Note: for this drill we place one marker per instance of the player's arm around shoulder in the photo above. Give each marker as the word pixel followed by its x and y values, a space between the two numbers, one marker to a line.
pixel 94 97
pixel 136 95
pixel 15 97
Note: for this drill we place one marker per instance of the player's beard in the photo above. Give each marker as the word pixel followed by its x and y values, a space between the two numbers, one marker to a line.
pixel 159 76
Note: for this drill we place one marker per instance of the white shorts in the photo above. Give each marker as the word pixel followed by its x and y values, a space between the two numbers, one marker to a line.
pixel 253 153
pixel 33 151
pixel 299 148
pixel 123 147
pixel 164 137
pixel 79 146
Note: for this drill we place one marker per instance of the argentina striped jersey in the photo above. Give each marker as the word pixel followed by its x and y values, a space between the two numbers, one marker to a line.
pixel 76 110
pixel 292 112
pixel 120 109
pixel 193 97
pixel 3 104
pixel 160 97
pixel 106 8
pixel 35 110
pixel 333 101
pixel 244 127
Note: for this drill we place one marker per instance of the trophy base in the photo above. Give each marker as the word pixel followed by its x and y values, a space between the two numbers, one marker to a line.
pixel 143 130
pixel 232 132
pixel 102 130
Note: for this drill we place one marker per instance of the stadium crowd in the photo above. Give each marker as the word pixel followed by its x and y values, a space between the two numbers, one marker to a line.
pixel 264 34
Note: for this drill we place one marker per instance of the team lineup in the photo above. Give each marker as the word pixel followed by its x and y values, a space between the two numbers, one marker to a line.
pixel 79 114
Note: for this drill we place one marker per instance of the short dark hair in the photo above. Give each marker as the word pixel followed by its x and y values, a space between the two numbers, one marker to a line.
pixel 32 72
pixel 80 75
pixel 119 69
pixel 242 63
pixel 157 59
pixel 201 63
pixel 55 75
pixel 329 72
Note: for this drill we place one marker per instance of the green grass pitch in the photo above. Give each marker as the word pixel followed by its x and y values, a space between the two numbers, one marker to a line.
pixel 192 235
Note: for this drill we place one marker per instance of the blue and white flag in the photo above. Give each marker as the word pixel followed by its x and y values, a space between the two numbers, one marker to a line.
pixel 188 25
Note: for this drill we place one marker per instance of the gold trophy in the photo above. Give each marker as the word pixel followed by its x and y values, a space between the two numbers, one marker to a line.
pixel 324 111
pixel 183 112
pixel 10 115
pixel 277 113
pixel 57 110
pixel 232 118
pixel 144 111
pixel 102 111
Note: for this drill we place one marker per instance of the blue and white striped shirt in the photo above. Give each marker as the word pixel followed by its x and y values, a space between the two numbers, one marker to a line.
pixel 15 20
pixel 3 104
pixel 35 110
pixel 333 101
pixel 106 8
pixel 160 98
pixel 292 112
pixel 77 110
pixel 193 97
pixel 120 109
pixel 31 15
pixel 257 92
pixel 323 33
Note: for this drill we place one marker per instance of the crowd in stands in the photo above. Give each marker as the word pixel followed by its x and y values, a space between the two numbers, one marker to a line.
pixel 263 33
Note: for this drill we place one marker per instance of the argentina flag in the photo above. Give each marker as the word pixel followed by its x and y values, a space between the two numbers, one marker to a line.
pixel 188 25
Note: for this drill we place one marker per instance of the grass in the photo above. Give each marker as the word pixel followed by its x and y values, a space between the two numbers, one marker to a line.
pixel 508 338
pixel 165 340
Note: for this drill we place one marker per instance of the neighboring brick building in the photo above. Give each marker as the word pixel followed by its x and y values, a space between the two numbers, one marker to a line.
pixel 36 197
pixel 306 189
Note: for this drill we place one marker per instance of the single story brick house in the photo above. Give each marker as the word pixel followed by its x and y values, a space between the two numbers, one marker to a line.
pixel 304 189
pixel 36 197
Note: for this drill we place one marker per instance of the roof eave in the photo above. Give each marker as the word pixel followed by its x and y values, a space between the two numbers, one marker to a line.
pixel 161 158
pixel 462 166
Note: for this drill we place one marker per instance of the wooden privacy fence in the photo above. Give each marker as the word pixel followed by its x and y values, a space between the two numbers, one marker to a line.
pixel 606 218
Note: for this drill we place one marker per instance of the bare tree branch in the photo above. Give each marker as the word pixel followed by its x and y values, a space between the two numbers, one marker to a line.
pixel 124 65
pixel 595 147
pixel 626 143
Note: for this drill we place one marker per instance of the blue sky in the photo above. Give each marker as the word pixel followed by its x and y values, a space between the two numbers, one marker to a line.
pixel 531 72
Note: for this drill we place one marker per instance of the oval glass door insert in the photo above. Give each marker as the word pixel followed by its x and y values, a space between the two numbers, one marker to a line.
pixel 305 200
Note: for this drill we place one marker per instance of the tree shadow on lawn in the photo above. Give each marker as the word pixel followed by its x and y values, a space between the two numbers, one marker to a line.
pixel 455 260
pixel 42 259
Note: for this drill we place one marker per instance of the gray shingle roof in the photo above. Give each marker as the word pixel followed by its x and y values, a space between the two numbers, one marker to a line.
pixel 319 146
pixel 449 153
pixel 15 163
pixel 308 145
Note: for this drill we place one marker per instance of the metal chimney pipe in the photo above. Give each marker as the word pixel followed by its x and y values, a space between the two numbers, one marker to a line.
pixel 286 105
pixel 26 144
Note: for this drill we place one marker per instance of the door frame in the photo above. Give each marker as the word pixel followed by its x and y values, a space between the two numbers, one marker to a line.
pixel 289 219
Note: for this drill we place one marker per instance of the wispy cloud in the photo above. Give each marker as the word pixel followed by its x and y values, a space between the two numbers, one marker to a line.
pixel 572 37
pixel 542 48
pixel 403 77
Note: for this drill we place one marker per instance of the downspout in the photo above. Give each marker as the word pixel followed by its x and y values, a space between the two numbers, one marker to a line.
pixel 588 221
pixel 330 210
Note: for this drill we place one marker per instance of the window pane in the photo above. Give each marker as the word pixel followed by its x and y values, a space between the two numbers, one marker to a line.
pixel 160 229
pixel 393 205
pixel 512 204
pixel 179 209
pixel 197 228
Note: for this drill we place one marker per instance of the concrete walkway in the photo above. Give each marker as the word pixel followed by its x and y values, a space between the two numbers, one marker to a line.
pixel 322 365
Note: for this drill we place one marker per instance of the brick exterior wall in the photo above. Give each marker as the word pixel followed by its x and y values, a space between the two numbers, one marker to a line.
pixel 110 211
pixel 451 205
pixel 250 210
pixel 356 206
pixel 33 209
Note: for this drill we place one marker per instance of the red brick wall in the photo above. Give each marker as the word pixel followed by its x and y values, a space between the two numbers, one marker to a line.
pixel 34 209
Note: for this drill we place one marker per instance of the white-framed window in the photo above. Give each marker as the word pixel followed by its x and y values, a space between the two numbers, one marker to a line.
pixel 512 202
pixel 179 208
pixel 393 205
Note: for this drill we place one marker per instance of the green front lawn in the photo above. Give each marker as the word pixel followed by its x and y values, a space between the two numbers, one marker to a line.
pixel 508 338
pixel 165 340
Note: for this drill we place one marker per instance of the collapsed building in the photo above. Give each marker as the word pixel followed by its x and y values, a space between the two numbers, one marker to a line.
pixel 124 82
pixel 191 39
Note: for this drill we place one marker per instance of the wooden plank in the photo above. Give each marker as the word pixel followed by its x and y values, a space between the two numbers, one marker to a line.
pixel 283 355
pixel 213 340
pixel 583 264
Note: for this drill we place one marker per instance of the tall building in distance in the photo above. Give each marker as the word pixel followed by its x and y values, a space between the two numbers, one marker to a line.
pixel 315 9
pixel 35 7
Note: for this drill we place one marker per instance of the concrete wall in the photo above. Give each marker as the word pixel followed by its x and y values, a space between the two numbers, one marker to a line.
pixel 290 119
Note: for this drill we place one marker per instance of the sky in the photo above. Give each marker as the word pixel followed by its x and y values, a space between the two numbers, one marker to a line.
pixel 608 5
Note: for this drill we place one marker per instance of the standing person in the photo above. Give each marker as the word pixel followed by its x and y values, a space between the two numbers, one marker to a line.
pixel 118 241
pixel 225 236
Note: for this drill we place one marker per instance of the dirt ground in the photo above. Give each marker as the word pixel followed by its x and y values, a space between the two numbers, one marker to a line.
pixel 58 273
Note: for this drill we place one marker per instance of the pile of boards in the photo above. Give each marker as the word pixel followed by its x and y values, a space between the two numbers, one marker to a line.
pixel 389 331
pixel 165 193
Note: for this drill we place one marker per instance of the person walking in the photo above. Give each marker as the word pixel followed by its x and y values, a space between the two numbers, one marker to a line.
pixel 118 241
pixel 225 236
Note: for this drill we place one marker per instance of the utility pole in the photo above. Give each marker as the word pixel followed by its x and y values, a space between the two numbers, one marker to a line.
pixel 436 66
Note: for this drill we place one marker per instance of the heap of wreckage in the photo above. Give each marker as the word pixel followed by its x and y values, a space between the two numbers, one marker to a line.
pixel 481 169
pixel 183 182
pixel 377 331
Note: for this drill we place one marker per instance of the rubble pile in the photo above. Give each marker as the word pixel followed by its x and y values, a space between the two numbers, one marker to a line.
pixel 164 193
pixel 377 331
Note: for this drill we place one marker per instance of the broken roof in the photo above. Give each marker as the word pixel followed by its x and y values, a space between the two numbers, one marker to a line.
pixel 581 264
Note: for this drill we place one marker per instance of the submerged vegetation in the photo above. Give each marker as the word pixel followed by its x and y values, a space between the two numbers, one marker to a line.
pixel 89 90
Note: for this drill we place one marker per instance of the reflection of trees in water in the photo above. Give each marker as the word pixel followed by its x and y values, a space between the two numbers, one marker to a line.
————
• _AIM_: Exactly repeat the lines from the line that contains "of the submerged" to the end of the entries, both included, and leave out all other lines.

• _WRITTEN RESPONSE_:
Note: for this drill we place one marker per instance of the submerged vegetation in the photo above. Give each marker as the word pixel followed by its x and y values, a space between the two numbers, one marker to a line.
pixel 89 90
Note: for this drill we place one marker per instance of the reflection of trees in water in the photo above. Give each marker as the word pixel followed by its x and y values, a space between the two numbers, one marker to a line.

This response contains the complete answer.